** BRIEF **
Rewrite the rows below, everything from "Highlight the sandy" down to "391,152,600,352", as a two-column CSV with the headers text and response. Give one CSV line per row, with its text in the text column and its answer in the response column, each field in quotation marks and any line breaks replaced by spaces.

[Items from a labeling collection]
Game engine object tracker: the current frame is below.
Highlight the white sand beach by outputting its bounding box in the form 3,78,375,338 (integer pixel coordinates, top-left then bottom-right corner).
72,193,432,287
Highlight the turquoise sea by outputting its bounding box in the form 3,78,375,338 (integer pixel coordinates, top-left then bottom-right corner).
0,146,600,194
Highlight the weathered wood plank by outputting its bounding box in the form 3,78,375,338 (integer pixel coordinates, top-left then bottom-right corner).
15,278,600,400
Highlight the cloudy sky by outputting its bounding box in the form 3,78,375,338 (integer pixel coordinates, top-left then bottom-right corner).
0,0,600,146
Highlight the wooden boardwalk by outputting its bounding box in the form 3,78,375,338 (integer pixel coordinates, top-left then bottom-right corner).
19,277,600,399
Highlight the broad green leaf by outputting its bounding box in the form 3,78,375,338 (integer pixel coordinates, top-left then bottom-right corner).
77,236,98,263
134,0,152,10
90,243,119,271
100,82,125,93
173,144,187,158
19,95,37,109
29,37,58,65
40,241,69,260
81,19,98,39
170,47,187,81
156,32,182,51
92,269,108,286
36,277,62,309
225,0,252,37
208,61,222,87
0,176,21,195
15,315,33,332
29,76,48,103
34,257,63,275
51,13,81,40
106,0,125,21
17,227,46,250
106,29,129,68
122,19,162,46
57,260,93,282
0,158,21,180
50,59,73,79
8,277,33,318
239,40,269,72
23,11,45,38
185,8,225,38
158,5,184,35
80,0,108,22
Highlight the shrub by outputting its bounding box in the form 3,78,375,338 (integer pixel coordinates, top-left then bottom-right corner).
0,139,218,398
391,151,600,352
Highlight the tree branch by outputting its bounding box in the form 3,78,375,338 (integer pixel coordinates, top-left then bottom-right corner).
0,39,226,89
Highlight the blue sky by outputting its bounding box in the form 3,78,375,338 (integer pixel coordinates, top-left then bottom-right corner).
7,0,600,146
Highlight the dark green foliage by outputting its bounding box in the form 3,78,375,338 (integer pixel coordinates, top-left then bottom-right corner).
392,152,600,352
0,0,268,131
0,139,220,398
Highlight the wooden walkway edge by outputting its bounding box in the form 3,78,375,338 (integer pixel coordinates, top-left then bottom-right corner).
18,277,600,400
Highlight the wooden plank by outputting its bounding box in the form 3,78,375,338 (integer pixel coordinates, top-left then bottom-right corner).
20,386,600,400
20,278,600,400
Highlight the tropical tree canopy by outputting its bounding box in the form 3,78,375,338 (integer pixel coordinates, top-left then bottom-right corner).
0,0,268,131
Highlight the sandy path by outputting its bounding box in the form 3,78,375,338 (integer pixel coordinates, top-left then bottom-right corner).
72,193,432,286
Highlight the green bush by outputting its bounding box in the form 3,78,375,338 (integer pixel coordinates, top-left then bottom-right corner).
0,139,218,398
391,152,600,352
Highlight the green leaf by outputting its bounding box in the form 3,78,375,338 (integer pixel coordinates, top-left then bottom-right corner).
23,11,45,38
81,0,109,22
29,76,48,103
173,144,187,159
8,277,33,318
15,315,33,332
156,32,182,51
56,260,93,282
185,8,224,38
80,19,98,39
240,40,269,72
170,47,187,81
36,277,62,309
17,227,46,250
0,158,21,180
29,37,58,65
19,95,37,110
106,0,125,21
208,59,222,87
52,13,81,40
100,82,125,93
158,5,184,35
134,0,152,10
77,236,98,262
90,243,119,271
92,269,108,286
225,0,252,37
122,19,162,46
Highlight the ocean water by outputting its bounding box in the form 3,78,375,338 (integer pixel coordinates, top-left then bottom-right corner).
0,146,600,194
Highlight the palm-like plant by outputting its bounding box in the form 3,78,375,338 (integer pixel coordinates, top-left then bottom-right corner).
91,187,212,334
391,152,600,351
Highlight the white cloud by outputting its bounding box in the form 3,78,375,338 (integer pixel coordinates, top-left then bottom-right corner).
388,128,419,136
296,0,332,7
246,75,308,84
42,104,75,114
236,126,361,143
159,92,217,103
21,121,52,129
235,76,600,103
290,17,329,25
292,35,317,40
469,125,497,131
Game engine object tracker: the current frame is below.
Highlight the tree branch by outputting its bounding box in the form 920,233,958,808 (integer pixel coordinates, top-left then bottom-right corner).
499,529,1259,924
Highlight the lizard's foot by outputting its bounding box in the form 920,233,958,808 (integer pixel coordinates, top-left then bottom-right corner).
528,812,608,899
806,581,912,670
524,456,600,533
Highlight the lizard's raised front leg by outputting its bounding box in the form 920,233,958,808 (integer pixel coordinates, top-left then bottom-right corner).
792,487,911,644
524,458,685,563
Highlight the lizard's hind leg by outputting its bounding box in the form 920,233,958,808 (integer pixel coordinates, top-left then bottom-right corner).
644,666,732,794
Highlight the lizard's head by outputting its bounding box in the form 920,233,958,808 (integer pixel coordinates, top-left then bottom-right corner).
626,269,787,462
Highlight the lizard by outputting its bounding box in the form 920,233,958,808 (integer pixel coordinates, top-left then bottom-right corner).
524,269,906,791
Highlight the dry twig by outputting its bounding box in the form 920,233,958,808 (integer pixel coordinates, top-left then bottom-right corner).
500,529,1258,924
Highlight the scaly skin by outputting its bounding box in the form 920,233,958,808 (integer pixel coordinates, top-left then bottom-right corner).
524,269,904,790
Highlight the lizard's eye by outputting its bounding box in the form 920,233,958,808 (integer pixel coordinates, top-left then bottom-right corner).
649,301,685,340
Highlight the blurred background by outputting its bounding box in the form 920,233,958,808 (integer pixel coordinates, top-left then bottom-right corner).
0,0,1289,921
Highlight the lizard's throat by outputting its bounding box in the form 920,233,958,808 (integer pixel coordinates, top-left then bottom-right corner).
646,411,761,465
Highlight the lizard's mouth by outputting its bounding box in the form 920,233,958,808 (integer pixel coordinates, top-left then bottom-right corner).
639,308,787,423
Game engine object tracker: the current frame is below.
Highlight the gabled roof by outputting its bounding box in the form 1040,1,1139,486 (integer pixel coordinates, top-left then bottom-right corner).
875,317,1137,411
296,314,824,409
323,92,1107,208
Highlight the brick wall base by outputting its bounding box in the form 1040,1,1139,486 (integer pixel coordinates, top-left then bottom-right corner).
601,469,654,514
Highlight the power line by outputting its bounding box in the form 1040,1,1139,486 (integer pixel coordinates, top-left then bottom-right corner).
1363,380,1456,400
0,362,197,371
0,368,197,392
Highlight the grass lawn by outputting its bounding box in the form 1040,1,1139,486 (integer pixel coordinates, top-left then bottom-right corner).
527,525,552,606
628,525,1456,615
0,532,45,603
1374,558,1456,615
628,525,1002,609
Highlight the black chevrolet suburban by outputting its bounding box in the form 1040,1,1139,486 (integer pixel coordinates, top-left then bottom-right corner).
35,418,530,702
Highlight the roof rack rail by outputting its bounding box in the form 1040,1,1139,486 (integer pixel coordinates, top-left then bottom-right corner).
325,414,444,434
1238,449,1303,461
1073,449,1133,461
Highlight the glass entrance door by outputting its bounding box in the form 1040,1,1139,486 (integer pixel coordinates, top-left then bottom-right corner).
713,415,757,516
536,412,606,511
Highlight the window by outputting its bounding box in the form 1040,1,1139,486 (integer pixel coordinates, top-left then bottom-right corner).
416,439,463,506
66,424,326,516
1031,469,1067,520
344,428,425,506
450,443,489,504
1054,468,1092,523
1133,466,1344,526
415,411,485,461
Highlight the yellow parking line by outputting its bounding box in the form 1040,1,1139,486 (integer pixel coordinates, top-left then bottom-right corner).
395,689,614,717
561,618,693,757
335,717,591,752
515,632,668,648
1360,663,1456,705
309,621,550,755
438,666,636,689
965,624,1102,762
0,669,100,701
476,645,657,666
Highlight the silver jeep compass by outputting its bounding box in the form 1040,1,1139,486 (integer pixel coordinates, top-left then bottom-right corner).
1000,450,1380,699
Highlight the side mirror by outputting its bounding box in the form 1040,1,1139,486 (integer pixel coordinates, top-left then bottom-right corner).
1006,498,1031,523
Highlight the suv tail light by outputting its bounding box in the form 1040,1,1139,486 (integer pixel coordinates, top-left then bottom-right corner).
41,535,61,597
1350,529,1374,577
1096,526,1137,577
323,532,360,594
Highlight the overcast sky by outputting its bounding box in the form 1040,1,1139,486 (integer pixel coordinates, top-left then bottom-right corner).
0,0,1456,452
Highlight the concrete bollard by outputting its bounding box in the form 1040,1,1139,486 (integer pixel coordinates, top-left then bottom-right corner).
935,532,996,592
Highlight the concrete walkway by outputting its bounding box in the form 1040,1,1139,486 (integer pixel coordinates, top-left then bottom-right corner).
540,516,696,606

** SOLVED PROBLEM **
text,response
"Highlight the sandy path by outputting its bounding box in the form 3,78,375,338 (integer pixel coordinates, top-left then bottom-right corner).","72,193,432,286"
"Highlight the green bush by outputting its bounding box in the form 3,78,375,338 (integer pixel coordinates, top-left then bottom-right corner).","0,139,218,398 391,152,600,352"